◆ **Task prompt**: Reproduce verbatim the part of the forum discussion on Google search that starts at "I think I know" and ends at "results as before.".

Google is not optimized for finding things. Google is optimized for ad views and clicks.


so you mean like "term1" "term2" -"term3" -"term4"? or if I wanted to do this without returning results from hackernews "term1" ... -"term4" -site:news.ycombinator.com ?

I don't see how altavista is superior here


The problem is "whatever tiny 'power user' features that google had... don't seem to work at all now."

I think I know what they were talking about. A lot of times it appears that adding advanced terms to a query will change the estimated number of results yet all the top hits will be exactly the same. Also, punctuation seems to be largely ignored, e.g. searching "etc apt sources list" and "/etc/apt/sources.list" both give me the exact same results. Putting the filename in quotes also gives the same results as before.

Searching for specific error messages with more than a few key words or a filename is usually a nightmare.


This is all true. I do wish there were a flag you could set like searchp:"/etc/apt/sources.list"

◆ **Stored records**:
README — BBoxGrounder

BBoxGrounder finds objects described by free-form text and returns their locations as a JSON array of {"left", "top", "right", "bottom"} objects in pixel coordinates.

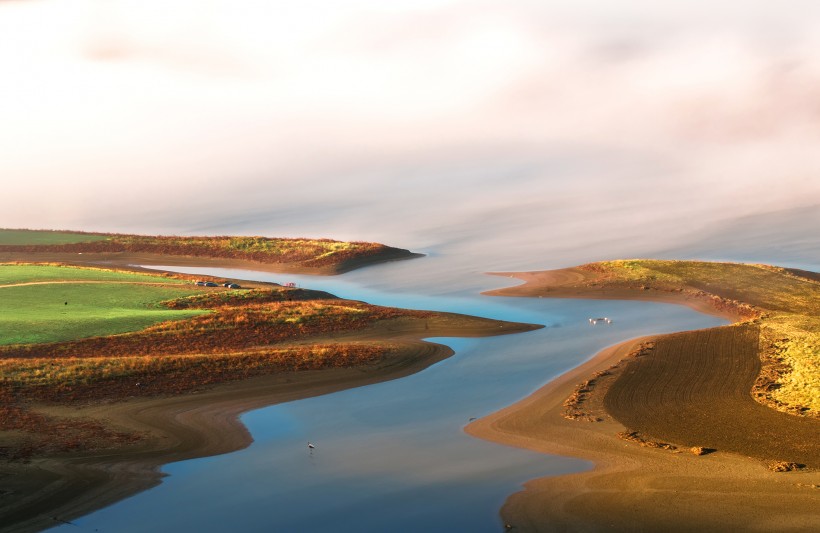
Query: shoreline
[
  {"left": 0, "top": 249, "right": 424, "bottom": 276},
  {"left": 465, "top": 269, "right": 820, "bottom": 531},
  {"left": 0, "top": 261, "right": 540, "bottom": 532}
]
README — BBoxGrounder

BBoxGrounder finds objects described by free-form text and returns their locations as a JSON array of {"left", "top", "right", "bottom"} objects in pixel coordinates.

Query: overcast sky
[{"left": 0, "top": 0, "right": 820, "bottom": 270}]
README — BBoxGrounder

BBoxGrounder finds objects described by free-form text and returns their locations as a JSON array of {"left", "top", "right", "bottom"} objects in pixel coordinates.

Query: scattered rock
[
  {"left": 689, "top": 446, "right": 717, "bottom": 455},
  {"left": 769, "top": 461, "right": 806, "bottom": 472},
  {"left": 618, "top": 431, "right": 678, "bottom": 450}
]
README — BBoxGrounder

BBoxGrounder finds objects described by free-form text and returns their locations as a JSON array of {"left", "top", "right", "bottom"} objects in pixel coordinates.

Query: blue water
[{"left": 49, "top": 262, "right": 722, "bottom": 532}]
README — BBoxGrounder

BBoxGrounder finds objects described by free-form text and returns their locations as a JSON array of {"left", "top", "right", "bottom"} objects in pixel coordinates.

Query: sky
[{"left": 0, "top": 0, "right": 820, "bottom": 268}]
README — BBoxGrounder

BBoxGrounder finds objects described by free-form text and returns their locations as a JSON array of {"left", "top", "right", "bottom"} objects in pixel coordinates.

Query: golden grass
[{"left": 581, "top": 259, "right": 820, "bottom": 417}]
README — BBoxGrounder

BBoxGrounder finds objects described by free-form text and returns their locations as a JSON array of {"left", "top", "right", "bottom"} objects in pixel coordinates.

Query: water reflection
[{"left": 52, "top": 268, "right": 719, "bottom": 531}]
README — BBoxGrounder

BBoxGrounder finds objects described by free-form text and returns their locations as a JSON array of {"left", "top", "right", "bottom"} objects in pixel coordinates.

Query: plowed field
[{"left": 604, "top": 324, "right": 820, "bottom": 467}]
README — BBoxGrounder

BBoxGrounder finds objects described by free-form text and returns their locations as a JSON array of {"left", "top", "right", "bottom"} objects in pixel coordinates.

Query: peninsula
[
  {"left": 467, "top": 260, "right": 820, "bottom": 531},
  {"left": 0, "top": 232, "right": 540, "bottom": 531}
]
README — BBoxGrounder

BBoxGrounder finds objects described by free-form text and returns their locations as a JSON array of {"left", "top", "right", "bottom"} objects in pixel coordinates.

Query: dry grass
[{"left": 581, "top": 260, "right": 820, "bottom": 417}]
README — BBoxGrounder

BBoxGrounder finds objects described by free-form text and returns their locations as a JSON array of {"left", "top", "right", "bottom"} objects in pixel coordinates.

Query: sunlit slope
[
  {"left": 0, "top": 230, "right": 415, "bottom": 273},
  {"left": 578, "top": 260, "right": 820, "bottom": 416}
]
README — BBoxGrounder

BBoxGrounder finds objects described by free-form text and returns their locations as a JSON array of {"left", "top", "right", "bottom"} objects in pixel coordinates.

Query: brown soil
[
  {"left": 466, "top": 268, "right": 820, "bottom": 531},
  {"left": 0, "top": 243, "right": 423, "bottom": 275},
  {"left": 0, "top": 278, "right": 536, "bottom": 532},
  {"left": 604, "top": 324, "right": 820, "bottom": 468}
]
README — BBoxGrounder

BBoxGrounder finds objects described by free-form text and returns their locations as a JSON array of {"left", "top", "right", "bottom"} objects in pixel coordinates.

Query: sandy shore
[
  {"left": 0, "top": 250, "right": 424, "bottom": 276},
  {"left": 0, "top": 263, "right": 539, "bottom": 532},
  {"left": 466, "top": 269, "right": 820, "bottom": 531}
]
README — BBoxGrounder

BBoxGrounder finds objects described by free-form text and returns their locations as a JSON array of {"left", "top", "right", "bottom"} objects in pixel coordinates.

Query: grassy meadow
[
  {"left": 581, "top": 260, "right": 820, "bottom": 416},
  {"left": 0, "top": 265, "right": 207, "bottom": 345},
  {"left": 0, "top": 229, "right": 108, "bottom": 246},
  {"left": 0, "top": 229, "right": 404, "bottom": 271}
]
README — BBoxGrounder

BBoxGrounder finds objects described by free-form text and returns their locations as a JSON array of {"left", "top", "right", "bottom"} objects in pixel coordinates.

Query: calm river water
[{"left": 49, "top": 258, "right": 722, "bottom": 532}]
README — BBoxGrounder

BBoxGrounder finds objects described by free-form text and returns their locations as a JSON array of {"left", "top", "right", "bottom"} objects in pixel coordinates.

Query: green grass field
[
  {"left": 0, "top": 265, "right": 206, "bottom": 344},
  {"left": 0, "top": 264, "right": 185, "bottom": 285},
  {"left": 0, "top": 229, "right": 108, "bottom": 246},
  {"left": 591, "top": 260, "right": 820, "bottom": 414}
]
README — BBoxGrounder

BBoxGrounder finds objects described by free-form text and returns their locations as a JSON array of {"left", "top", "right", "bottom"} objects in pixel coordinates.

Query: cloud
[{"left": 0, "top": 0, "right": 820, "bottom": 268}]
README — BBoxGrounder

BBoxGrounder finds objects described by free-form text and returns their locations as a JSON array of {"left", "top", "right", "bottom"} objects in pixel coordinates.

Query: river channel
[{"left": 49, "top": 260, "right": 725, "bottom": 532}]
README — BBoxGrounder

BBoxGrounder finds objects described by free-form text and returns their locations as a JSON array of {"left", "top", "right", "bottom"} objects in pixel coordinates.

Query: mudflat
[
  {"left": 467, "top": 262, "right": 820, "bottom": 531},
  {"left": 0, "top": 264, "right": 540, "bottom": 531}
]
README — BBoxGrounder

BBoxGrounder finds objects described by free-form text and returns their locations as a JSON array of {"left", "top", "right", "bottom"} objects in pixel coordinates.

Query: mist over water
[{"left": 0, "top": 0, "right": 820, "bottom": 272}]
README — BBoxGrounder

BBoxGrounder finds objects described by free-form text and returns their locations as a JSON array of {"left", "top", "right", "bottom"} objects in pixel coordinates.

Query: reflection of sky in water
[
  {"left": 0, "top": 0, "right": 820, "bottom": 270},
  {"left": 54, "top": 266, "right": 720, "bottom": 531}
]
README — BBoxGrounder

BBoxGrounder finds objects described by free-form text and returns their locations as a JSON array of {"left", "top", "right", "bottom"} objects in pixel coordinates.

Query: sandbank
[{"left": 466, "top": 269, "right": 820, "bottom": 531}]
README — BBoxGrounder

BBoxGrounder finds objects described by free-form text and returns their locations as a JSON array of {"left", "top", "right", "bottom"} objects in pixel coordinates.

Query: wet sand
[
  {"left": 466, "top": 269, "right": 820, "bottom": 531},
  {"left": 0, "top": 264, "right": 540, "bottom": 532}
]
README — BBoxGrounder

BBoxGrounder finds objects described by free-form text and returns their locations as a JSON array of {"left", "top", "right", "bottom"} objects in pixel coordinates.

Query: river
[{"left": 49, "top": 255, "right": 723, "bottom": 532}]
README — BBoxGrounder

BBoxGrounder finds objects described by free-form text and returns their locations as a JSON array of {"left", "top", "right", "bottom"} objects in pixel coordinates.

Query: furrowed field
[
  {"left": 0, "top": 265, "right": 205, "bottom": 345},
  {"left": 581, "top": 260, "right": 820, "bottom": 417},
  {"left": 0, "top": 264, "right": 431, "bottom": 459}
]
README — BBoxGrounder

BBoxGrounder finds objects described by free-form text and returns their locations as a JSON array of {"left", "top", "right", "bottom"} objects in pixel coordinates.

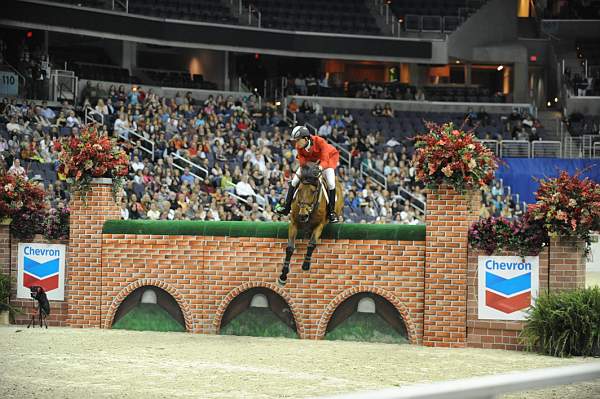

◆ **Solved problem**:
I think I know what they were talking about. A lot of times it appears that adding advanced terms to a query will change the estimated number of results yet all the top hits will be exactly the same. Also, punctuation seems to be largely ignored, e.g. searching "etc apt sources list" and "/etc/apt/sources.list" both give me the exact same results. Putting the filename in quotes also gives the same results as before.